PROBLEM:
Among the entries below, retype exactly the lines starting with the one with "Provide a point for each instance of the foliage, given" and going on through the one with "Provide a point for each instance of the headlight, given", but not the pictures.

RECORDS FOR THIS EXERCISE:
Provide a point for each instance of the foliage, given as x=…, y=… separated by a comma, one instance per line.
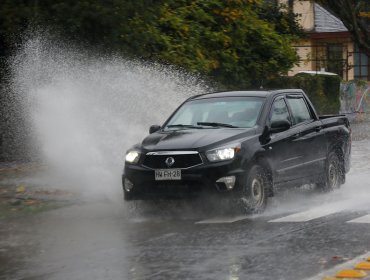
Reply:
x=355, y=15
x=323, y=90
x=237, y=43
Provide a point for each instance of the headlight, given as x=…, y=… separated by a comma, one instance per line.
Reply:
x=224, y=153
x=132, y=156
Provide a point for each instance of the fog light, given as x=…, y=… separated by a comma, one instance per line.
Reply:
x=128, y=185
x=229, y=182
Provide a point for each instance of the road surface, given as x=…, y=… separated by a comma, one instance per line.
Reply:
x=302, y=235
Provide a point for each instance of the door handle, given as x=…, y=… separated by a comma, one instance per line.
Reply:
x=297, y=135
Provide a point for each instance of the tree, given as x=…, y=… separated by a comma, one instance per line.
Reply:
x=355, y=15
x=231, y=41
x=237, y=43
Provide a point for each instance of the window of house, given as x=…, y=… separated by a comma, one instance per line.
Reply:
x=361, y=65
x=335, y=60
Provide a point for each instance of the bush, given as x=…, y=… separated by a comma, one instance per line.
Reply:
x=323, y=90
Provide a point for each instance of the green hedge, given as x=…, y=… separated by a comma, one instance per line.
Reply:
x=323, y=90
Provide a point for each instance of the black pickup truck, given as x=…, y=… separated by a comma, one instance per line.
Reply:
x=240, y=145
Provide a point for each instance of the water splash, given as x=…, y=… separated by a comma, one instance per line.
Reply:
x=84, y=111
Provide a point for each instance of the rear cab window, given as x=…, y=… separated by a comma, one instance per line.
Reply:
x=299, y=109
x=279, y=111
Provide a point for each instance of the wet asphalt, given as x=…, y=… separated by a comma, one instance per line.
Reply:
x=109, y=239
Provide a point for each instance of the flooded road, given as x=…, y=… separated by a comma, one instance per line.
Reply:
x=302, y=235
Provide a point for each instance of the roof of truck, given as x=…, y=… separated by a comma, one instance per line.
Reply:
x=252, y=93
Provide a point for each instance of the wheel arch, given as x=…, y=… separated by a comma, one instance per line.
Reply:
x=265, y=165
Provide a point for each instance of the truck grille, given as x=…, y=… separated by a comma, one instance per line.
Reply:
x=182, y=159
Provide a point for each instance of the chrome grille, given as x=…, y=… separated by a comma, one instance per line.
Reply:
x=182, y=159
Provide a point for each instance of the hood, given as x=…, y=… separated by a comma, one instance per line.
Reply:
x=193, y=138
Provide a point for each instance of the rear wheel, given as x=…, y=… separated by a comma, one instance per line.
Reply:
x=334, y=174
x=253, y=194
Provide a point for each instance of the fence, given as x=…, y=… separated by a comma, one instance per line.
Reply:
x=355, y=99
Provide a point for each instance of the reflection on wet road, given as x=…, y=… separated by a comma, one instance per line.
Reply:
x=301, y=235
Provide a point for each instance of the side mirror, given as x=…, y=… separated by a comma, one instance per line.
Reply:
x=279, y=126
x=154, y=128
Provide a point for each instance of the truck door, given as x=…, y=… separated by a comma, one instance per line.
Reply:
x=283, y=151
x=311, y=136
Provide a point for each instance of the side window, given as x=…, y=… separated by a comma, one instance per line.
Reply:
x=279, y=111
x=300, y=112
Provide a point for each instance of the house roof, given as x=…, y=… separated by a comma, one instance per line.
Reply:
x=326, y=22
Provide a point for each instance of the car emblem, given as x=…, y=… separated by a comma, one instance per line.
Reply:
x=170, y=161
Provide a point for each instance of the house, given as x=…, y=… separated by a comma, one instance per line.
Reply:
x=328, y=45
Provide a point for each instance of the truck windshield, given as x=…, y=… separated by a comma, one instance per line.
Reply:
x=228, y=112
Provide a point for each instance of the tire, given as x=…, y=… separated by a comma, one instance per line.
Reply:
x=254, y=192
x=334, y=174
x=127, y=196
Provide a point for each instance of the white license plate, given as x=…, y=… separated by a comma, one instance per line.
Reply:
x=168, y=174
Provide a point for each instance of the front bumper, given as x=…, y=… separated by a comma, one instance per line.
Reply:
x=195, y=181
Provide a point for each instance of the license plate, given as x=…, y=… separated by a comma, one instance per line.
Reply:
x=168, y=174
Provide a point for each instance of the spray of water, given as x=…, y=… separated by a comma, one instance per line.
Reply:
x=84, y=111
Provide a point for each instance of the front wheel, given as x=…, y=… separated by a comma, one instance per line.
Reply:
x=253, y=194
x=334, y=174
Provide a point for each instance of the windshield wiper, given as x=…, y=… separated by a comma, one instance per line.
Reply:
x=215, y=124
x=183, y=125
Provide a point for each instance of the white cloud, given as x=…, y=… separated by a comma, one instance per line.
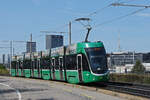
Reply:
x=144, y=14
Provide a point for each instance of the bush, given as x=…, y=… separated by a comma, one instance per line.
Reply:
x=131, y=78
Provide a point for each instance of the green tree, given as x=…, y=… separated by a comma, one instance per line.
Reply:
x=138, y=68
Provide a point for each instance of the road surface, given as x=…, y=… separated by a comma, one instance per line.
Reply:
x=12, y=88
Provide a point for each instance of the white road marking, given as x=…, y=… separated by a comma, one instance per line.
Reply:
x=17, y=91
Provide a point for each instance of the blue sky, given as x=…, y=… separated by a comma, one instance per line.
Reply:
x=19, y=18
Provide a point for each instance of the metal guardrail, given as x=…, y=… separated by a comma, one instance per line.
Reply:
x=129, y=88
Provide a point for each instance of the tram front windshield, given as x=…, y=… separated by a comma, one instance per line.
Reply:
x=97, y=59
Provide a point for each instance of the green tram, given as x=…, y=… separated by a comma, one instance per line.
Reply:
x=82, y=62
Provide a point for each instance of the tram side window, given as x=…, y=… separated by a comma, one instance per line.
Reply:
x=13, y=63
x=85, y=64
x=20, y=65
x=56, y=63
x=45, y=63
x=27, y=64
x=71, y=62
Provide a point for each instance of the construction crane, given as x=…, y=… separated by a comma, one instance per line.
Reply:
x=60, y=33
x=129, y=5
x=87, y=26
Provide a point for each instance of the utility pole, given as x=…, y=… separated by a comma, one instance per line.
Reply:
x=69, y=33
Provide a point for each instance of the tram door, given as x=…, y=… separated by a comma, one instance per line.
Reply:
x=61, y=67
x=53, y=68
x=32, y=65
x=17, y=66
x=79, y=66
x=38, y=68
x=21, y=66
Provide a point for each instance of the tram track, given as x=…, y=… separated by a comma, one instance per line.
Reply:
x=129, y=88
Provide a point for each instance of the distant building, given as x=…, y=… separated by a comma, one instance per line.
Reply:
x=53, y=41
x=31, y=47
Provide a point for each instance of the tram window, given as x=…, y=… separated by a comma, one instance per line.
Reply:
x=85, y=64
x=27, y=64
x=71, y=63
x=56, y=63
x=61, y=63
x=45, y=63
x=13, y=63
* * *
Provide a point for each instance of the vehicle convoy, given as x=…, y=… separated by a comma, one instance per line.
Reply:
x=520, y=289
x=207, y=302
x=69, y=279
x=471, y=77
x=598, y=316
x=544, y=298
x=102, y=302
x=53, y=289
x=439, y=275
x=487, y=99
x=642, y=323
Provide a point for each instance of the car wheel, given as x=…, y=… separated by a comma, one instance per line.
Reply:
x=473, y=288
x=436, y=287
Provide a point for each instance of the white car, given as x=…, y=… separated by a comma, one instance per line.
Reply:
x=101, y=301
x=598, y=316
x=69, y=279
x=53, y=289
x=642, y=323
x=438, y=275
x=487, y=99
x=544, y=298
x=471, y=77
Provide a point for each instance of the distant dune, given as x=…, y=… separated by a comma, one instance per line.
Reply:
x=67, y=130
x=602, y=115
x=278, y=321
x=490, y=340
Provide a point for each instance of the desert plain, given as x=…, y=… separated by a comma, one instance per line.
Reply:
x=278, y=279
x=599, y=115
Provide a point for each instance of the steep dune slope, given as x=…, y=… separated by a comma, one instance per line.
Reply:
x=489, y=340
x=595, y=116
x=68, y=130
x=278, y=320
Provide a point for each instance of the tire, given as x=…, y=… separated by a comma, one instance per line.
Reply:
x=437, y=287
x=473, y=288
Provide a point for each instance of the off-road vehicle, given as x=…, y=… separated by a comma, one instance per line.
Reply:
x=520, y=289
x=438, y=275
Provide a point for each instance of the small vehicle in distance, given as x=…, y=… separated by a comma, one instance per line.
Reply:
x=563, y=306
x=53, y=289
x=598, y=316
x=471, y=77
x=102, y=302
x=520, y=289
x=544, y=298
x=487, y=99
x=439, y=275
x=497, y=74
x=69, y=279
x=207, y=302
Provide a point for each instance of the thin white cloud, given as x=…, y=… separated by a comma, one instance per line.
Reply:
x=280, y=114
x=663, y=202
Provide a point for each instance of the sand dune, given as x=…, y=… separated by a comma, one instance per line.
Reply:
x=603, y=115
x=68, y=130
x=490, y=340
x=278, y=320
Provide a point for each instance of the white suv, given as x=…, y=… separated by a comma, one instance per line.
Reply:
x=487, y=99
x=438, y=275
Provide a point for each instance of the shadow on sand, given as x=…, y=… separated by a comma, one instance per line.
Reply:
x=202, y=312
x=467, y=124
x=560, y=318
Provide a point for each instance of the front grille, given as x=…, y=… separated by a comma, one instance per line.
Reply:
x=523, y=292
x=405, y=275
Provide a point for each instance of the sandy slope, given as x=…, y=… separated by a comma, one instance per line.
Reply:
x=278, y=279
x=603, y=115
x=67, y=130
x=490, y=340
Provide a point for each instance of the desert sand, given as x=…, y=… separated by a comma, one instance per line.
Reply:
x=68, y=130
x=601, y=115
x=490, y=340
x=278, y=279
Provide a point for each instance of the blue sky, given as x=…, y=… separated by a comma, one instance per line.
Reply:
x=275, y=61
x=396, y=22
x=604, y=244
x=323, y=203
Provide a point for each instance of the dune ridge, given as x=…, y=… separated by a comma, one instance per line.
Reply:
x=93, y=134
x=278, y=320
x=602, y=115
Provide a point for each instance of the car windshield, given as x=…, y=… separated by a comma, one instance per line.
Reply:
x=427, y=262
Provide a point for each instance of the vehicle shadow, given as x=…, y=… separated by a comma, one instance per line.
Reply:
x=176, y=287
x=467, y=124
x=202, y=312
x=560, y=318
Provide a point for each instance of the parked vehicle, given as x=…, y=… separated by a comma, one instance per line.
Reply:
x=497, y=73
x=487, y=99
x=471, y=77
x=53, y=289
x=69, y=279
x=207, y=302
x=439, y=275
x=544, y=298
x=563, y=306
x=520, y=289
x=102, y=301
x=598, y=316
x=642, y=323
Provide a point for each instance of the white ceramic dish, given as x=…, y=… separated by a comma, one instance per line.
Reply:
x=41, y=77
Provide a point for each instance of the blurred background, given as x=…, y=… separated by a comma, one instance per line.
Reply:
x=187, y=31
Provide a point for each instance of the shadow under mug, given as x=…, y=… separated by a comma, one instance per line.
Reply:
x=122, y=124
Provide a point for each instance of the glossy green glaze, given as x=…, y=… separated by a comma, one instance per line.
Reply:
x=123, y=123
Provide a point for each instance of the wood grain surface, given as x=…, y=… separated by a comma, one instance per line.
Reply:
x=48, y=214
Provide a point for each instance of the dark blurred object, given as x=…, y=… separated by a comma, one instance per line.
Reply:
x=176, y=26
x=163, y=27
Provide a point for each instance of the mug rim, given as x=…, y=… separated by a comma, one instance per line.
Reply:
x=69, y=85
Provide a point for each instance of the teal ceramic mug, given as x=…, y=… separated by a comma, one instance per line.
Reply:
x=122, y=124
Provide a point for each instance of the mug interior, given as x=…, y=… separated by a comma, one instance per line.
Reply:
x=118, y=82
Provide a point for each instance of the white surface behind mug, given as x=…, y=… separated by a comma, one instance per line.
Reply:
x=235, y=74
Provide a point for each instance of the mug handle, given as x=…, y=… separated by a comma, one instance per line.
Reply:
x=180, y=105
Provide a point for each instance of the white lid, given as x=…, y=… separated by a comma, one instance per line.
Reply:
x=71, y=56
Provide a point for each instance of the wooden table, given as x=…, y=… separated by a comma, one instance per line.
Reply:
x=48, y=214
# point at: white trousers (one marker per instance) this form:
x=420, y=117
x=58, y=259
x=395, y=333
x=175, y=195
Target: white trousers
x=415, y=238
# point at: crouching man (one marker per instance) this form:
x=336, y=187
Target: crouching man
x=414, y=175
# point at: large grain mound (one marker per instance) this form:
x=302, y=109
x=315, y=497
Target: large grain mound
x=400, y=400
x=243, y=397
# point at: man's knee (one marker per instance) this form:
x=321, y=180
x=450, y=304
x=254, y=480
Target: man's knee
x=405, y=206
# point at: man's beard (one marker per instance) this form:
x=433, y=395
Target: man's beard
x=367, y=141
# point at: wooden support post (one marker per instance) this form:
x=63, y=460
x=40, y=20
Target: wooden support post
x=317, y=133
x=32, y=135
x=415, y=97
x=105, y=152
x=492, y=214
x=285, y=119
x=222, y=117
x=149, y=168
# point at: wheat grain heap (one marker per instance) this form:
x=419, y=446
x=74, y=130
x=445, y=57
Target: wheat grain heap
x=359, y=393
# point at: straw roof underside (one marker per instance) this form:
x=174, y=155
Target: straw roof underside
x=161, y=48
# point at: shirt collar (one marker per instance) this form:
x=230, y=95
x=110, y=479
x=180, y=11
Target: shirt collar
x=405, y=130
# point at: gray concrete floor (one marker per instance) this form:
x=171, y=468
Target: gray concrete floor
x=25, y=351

WORKED SOLUTION:
Provide a point for each instance of the foliage, given as x=…, y=… separated by a comma, one instance per line.
Reply:
x=355, y=15
x=323, y=90
x=237, y=43
Provide a point for each instance of the headlight, given as x=…, y=… separated by a comma, one instance per line.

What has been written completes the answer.